Referring expression pointing data
──────
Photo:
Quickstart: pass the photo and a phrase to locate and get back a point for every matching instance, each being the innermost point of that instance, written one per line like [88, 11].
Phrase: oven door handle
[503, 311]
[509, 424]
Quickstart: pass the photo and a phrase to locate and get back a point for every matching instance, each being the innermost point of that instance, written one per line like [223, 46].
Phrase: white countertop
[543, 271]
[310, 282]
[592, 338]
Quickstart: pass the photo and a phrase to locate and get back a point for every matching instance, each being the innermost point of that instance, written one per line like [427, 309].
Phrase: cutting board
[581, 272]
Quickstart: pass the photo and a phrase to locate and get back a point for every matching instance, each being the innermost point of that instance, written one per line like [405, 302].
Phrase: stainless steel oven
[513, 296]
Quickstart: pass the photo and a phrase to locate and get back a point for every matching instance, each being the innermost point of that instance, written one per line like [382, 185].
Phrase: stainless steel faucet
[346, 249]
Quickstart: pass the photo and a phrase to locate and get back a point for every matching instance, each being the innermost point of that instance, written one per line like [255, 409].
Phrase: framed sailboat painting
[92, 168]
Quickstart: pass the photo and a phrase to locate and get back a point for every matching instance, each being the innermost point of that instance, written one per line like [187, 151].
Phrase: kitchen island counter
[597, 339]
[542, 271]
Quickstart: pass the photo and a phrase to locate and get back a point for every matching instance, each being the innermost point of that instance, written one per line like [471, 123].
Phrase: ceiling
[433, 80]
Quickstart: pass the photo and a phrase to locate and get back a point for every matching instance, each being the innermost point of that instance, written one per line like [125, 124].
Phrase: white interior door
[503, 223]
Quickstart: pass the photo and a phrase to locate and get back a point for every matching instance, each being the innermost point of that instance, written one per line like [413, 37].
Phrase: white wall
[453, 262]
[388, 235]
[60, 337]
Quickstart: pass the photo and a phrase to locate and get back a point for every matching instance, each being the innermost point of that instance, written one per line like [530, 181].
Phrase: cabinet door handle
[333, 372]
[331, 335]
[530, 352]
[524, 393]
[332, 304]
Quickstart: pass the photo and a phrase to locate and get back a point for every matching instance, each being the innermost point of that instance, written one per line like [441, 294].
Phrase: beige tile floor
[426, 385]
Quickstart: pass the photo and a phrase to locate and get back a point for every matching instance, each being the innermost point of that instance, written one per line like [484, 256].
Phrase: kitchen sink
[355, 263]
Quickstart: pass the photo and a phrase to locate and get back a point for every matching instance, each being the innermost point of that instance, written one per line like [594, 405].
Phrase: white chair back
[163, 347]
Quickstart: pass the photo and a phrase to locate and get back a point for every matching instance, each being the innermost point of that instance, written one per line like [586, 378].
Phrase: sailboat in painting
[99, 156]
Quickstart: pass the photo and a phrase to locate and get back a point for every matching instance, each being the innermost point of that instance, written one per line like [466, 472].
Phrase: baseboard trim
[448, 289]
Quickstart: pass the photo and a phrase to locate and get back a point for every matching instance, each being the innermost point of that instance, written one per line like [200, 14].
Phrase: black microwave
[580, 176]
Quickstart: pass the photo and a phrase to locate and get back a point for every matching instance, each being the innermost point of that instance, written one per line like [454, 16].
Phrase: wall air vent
──────
Every line from the one containing "like [466, 472]." through the end of the entries above must be echoed exactly, with both ends kept.

Quickstart: pass the photo and a phrase to locate and get back a point for every matching instance, each being the innermost point of that instance, written one per line like [466, 472].
Phrase: baseboard trim
[448, 289]
Quickstart: pass the photo and a phrase to locate and get back a point for every matching instance, each being the innermost point of that instance, written one per line like [200, 14].
Phrase: black microwave
[580, 176]
Quickstart: pass the photo and a phrase to locate and get back a point for every matching instance, each being the innermost point of that instance, written one per line like [454, 16].
Phrase: wall air vent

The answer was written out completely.